We assessed MSNA responses elicited by isocapnic hypoxia (10% O2 in N2) during baroreflex loading and unloading with phenylephrine and nitroprusside, respectively, in 19 healthy volunteers. The study was randomized and placebo-controlled.


Phenylephrine and nitroprusside increased and decreased, respectively, blood pressure during normoxia and hypoxia, whereas the reverse occurred for heart rate and MSNA (all P < 0.001 vs. placebo). As compared with normoxia, cardiac barosensitivity decreased during the infusion of placebo and nitroprusside in the presence of hypoxia, as well as sympathetic barosensitivity during the infusion of nitroprusside (all P < 0.05). Three patients even disclosed a reduction in arterial pressure, which became apparent at the third minute of hypoxia and worsened steadily thereafter (SBP: 91 ± 7 mmHg; DBP 47 ± 9 mmHg), in spite of a gradual rise in heart rate of 20 ± 4 bpm. Changes in baroreceptor loading conditions did not affect ventilation during normoxia and hypoxia.


Cardiac and sympathetic baroreceptor sensitivity decrease during baroreceptor unloading in the presence of peripheral chemoreceptor activation. Normal humans have limited reflex capabilities to sustain simultaneous reductions in oxygen and pressure, and may experience hemodynamic instability episodes in such condition.

____________

*Task A:* In the baroreflex abstract, rewrite the paragraph beginning "Phenylephrine and nitroprusside increased" as a short bulleted list that keeps its main findings.
*Task B:* Reproduce word for word the stretch of the baroreflex abstract from "Cardiac and sympathetic" through "in such condition.".

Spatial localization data
____________

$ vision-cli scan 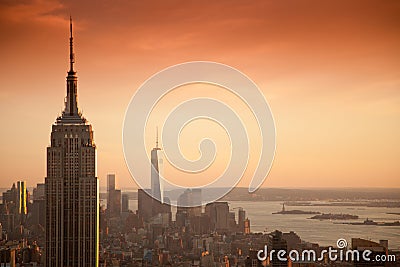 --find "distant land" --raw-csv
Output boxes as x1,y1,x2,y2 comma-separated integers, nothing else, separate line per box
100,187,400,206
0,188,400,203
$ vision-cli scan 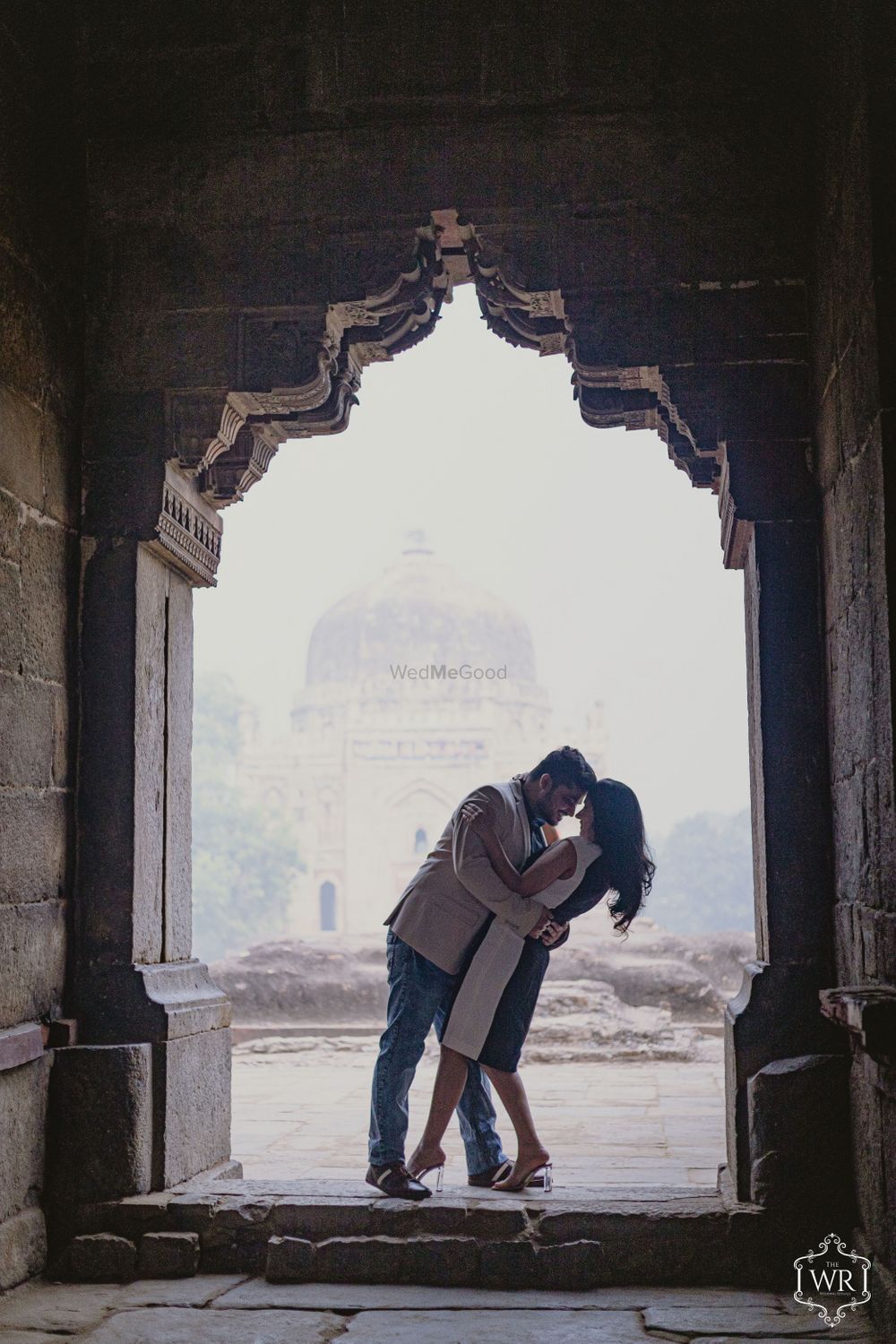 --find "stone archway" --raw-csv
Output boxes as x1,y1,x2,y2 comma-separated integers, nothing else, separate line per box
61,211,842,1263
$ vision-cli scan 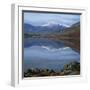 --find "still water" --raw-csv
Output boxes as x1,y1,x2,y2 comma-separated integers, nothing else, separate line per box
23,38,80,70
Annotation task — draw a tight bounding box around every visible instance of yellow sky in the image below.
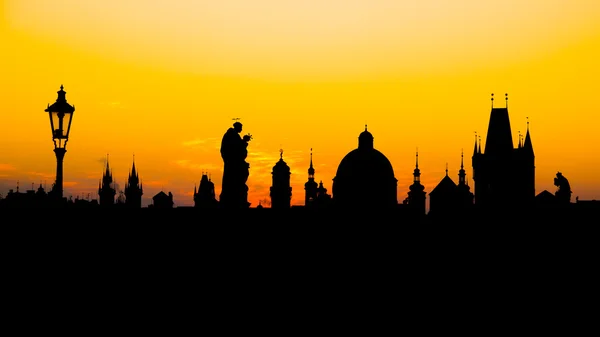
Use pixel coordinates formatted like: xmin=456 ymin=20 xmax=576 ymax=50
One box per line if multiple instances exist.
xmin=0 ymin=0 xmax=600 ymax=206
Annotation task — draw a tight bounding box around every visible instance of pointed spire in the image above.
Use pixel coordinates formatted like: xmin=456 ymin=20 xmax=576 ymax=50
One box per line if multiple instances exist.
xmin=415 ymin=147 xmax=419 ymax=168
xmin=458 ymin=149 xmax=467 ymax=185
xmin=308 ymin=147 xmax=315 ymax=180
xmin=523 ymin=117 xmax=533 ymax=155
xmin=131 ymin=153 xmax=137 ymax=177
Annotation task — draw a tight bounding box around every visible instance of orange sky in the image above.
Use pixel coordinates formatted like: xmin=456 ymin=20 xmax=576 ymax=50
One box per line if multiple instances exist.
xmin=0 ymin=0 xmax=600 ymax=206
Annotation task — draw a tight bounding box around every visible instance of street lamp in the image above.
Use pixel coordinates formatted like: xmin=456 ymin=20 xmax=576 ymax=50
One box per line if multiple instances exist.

____________

*Task result A:*
- Phenylephrine raised and nitroprusside lowered blood pressure in both normoxia and hypoxia. Heart rate and MSNA moved the opposite way (all P < 0.001 vs. placebo).
- Compared with normoxia, hypoxia reduced cardiac barosensitivity during placebo and nitroprusside infusion. It also reduced sympathetic barosensitivity during nitroprusside infusion (all P < 0.05).
- Three patients had a fall in arterial pressure. It began at the third minute of hypoxia and worsened steadily (SBP 91 ± 7 mmHg; DBP 47 ± 9 mmHg), despite a gradual heart rate rise of 20 ± 4 bpm.
- Changes in baroreceptor loading did not affect ventilation in normoxia or hypoxia.

*Task result B:*
Cardiac and sympathetic baroreceptor sensitivity decrease during baroreceptor unloading in the presence of peripheral chemoreceptor activation. Normal humans have limited reflex capabilities to sustain simultaneous reductions in oxygen and pressure, and may experience hemodynamic instability episodes in such condition.